### INPUT RECORDS ###

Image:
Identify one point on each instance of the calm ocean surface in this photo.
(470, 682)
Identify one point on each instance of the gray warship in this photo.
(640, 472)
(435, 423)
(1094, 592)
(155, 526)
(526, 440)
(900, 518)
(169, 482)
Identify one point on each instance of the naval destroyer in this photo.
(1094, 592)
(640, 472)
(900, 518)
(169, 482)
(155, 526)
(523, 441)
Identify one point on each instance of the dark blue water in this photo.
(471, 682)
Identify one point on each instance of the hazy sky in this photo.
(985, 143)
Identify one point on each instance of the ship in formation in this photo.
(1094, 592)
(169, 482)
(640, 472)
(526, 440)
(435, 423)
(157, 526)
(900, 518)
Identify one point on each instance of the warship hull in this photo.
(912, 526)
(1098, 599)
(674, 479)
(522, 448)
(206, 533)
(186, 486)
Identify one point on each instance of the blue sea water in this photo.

###
### INPUT RECORDS ###

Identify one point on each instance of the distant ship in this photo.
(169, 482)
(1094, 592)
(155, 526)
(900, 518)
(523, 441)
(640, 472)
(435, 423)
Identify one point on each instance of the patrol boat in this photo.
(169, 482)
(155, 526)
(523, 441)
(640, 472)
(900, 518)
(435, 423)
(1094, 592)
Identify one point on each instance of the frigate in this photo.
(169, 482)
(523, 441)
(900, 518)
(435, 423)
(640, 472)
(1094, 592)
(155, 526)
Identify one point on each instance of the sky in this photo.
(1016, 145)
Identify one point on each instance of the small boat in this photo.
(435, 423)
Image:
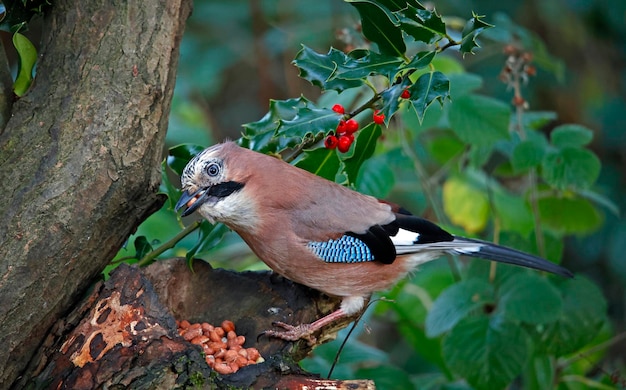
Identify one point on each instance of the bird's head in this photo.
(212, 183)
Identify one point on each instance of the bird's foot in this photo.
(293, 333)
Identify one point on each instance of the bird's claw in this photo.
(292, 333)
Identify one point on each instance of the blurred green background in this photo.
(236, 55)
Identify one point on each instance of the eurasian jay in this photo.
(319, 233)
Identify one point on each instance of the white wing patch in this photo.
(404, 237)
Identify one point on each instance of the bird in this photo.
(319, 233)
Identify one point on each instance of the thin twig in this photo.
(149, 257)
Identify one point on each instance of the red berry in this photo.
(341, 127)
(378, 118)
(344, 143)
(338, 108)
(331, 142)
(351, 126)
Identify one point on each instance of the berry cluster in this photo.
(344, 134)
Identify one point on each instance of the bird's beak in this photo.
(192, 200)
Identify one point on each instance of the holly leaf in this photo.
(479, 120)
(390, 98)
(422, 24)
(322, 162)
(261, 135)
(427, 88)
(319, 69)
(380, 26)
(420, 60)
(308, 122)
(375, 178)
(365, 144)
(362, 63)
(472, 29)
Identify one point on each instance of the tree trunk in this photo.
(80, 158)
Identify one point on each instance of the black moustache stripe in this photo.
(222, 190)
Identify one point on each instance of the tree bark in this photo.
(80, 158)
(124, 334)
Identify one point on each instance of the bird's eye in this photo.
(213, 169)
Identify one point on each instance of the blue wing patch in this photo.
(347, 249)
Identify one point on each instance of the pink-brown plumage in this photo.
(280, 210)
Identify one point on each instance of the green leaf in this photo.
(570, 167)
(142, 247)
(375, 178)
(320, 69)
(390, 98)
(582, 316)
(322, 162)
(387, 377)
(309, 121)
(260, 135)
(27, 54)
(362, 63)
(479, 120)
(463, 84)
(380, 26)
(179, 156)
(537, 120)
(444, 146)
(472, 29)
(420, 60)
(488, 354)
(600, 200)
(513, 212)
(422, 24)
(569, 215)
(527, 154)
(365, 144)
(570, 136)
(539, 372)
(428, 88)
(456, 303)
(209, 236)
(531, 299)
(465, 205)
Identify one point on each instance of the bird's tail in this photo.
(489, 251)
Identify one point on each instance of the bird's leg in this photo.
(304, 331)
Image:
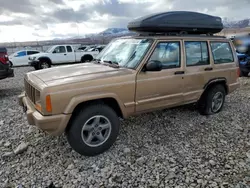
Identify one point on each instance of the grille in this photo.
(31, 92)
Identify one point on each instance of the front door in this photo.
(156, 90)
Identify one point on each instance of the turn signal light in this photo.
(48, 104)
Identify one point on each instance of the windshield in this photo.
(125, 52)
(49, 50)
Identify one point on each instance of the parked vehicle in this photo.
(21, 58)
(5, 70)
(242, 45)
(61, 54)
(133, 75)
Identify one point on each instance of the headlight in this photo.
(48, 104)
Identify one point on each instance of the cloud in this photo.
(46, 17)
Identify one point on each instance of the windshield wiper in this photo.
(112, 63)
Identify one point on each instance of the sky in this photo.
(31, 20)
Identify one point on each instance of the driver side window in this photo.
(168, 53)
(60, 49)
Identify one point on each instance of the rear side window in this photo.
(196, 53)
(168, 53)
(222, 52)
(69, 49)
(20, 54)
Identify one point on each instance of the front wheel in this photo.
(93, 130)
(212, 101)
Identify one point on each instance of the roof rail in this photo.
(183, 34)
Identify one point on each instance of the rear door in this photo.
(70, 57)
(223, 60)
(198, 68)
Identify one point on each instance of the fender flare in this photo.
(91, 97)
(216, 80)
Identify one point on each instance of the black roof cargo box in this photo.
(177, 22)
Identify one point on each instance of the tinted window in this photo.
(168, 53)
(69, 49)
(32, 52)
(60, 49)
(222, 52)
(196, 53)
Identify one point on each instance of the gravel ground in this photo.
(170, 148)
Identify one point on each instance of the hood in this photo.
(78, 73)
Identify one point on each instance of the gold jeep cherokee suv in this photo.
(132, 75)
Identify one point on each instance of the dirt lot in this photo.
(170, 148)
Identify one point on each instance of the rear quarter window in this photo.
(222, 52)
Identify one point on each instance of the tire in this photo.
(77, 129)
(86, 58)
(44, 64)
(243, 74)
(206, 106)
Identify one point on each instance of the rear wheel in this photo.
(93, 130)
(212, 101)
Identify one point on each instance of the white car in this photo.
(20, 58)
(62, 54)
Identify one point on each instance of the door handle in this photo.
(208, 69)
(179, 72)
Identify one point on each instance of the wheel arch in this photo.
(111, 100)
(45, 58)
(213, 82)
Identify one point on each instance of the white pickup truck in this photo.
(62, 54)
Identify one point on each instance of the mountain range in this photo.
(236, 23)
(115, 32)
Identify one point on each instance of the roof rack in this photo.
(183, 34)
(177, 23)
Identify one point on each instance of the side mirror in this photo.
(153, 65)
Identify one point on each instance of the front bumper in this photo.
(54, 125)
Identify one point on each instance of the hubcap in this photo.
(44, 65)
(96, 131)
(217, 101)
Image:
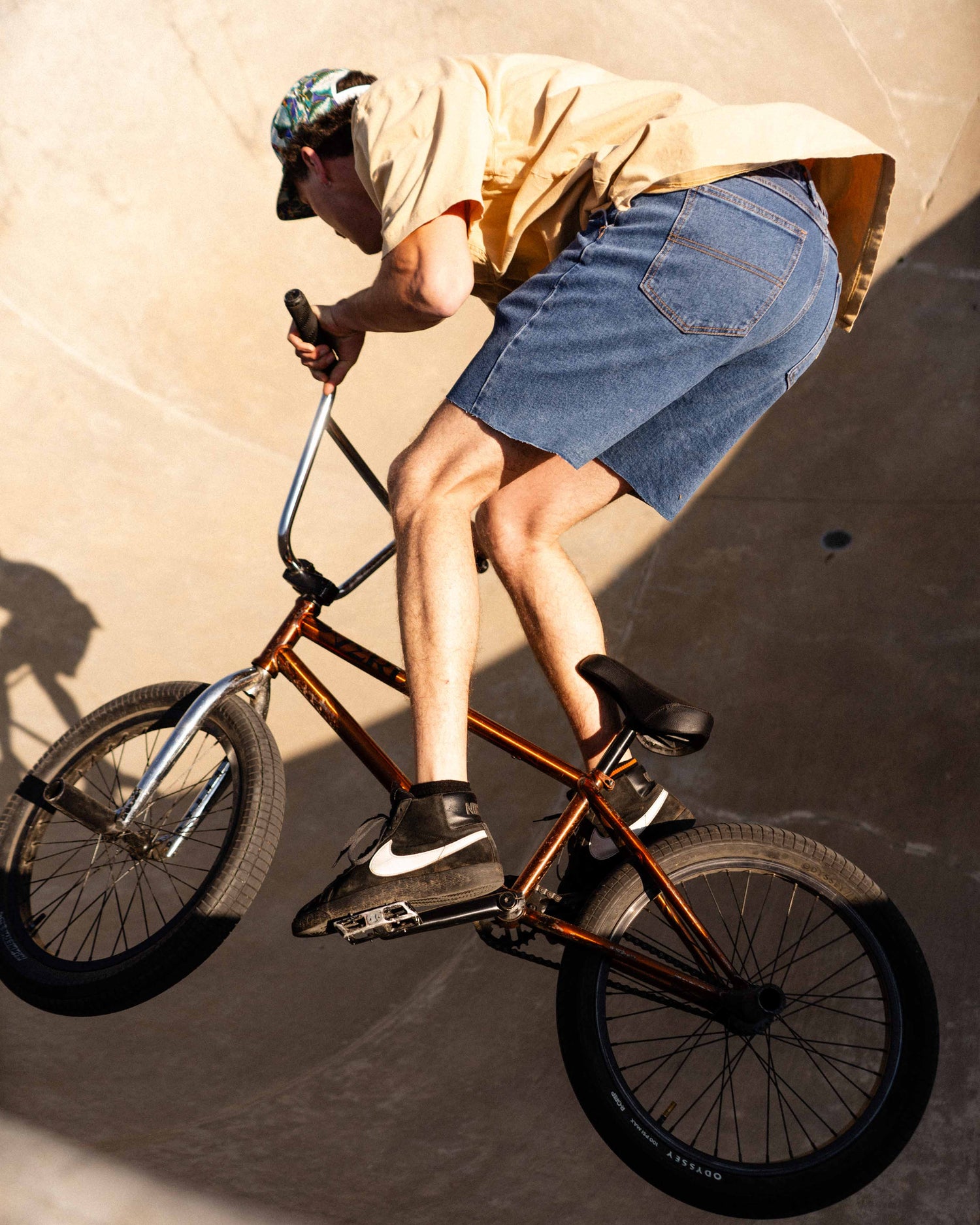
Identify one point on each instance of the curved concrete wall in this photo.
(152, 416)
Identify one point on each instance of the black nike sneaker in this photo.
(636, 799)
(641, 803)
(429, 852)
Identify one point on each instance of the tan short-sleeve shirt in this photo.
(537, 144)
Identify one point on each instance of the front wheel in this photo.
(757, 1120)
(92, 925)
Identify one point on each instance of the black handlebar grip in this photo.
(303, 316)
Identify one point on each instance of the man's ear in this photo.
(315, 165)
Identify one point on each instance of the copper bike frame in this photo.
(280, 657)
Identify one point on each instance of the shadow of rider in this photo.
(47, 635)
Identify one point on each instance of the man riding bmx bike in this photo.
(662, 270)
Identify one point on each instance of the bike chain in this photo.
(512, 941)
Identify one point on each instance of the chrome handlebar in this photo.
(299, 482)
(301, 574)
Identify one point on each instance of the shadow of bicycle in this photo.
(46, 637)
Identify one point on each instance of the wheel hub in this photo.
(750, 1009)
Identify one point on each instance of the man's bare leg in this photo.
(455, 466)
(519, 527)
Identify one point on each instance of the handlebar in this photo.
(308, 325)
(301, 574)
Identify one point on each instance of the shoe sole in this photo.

###

→ YOUR ASSIGNMENT: The listing above holds a line with "Identify one point on each instance of the calm" and a line with "Identify one point on each instance of the blue sea". Print the stretch from the first through the second, exactly and alone.

→ SOLVED PROBLEM:
Identify one point on each instance of the calm ocean surface in this photo.
(470, 682)
Identify one point on each instance of the gray warship in this photo.
(640, 472)
(435, 423)
(1094, 592)
(155, 526)
(526, 440)
(900, 518)
(169, 482)
Identify one point on each instance of the naval destroyer in this photo.
(1094, 592)
(640, 472)
(900, 518)
(169, 482)
(155, 526)
(523, 441)
Identify one point on each instance of the dark blue water in this photo.
(471, 682)
Identify one point on each instance of the hazy sky in this photo.
(985, 143)
Identify one point on each instance of the ship in formation in this photo.
(1094, 592)
(169, 482)
(640, 472)
(526, 440)
(435, 423)
(157, 526)
(900, 518)
Identify one point on each instance of the warship hull in this photo.
(912, 526)
(1098, 599)
(674, 479)
(522, 448)
(206, 533)
(186, 486)
Identify one point on each instance of the blue sea water in this photo.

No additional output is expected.